====== Text segment
Well I kinda do agree with that, it feels like using not getting the hang of AI will leave you behind because AI in 10 years will be so much better - to a point we can't even estimate right now. But I think AI will make life a lot better and will actually help solve inequality since providing quality development during early years and help support children after the first few years of becoming independent (I still consider people children until around 21 to 25 years old).

AI will help close the gap between the people who were privilidged and given the environment to learn versus those who didn't.

However, beyond that I have absolutely no idea what will happen because I had a friend sending me porn that grok generated (the moderation is a joke). AI girlfriends will definitely be a thing and a lot of people will use those services, but I can't really wrap my head around what that entails for the future.


AI was never supposed to automate the boring parts. It's what it was advertised to do. Sort of like how those "as seen on TV" weight loss pills are "supposed" to help you lose weight.

The purpose of AI is supposed to *make a few people richer*! Not take away the boredom from tasks. That's only a side effect of it used to sell it.


> I don't get these articles. First the author claims that AI made us more productive but now the time we saved is spent on more work (!)

Well, that is a general phenomenon of technology. Technology does indeed often save time at first (in the short-term) but then compensates in a bad way and gives us more work in the long term. Pretty much every technology past a certain point of sophistication does this:

- Smartphones immediately can help us organize stuff, but then they also make it easier for people to call you when you don't want, you get more spam, etc.
============
====== Material shown
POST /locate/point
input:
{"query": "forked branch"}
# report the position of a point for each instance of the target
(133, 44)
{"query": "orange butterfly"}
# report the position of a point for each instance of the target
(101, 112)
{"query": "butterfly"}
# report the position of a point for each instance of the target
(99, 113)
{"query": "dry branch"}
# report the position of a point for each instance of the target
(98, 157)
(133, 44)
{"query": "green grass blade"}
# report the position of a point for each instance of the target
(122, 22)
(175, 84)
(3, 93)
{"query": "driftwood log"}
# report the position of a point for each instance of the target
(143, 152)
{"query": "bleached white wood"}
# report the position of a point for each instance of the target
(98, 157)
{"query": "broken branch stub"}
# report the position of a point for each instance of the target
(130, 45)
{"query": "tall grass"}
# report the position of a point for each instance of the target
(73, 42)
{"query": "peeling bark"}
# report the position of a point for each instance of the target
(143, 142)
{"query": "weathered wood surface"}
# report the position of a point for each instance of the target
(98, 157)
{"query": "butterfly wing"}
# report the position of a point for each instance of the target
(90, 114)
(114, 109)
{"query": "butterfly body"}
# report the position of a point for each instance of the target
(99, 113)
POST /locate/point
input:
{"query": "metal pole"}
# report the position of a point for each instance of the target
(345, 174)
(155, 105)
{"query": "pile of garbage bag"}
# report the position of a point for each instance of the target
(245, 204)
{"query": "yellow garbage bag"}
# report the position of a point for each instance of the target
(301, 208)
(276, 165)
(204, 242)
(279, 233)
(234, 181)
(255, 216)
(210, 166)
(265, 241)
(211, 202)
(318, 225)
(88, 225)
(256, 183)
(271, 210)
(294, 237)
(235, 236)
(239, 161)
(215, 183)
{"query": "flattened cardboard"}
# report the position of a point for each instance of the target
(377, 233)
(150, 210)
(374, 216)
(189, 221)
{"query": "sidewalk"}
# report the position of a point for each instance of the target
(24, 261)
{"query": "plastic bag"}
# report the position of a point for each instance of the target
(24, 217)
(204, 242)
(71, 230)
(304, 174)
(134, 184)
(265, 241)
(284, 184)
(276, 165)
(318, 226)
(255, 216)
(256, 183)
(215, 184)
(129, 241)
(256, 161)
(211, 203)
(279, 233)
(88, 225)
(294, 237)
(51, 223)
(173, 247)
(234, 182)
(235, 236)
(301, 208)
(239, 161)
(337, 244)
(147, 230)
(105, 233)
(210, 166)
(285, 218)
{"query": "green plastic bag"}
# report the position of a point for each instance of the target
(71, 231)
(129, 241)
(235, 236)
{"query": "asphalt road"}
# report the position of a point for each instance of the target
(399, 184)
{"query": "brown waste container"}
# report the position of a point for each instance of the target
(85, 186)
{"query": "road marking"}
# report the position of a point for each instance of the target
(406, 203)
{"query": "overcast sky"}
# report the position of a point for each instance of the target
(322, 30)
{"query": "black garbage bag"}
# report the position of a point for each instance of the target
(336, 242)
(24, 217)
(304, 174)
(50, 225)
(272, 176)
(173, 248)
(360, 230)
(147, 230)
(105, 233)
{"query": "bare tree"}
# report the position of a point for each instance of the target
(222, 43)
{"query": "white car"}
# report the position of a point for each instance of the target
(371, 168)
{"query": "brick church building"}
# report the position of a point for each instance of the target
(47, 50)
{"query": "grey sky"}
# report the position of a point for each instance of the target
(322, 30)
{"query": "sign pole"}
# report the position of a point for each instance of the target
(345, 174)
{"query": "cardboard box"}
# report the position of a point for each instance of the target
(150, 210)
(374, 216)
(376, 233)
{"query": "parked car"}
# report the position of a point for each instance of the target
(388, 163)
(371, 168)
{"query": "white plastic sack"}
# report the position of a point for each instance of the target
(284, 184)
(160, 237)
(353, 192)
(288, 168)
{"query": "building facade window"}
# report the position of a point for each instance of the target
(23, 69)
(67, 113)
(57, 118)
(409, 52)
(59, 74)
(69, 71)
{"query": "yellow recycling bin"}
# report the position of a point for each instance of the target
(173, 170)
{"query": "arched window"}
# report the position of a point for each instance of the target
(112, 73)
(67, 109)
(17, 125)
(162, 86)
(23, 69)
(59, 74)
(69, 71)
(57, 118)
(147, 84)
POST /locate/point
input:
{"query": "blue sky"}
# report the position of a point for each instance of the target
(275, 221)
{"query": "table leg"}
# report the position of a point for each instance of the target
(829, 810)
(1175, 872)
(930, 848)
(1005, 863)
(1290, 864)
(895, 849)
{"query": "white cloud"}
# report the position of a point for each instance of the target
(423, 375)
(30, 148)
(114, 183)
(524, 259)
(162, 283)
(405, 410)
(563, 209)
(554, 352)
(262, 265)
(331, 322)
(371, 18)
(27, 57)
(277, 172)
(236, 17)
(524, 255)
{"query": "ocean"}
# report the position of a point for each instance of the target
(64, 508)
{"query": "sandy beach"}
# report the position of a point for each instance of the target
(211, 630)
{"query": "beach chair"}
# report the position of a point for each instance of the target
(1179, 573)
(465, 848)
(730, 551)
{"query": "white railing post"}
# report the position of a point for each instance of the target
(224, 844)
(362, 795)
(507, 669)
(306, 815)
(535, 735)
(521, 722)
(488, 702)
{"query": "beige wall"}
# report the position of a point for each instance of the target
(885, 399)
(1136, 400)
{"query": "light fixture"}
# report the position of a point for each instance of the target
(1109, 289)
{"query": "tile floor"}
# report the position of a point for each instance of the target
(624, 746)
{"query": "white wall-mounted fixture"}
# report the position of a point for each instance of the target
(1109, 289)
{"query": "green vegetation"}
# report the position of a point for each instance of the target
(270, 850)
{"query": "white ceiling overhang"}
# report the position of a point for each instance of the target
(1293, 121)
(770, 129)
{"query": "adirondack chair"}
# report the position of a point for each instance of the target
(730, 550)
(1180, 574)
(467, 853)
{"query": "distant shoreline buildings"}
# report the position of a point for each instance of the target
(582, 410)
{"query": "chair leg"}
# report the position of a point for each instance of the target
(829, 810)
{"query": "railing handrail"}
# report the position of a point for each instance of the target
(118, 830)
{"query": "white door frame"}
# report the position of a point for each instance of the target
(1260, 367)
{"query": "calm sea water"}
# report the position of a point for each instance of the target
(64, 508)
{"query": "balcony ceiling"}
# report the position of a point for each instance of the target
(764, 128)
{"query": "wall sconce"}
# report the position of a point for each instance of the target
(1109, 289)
============
• **Aim of the task**:
Check each statement against the AI discussion. Answer yes or no, and quote the words that decide it.
1. One commenter expects AI to narrow the gap between privileged people and everyone else.
2. One commenter says AI's purpose is to take the boredom out of tasks.
3. Smartphones make it harder for people to call you when you don't want.

• **Response area**:
1. Yes: "AI will help close the gap between the people who were privilidged and given the environment to learn versus those who didn't."
2. No: "Not take away the boredom from tasks."
3. No: "they also make it easier for people to call you when you don't want"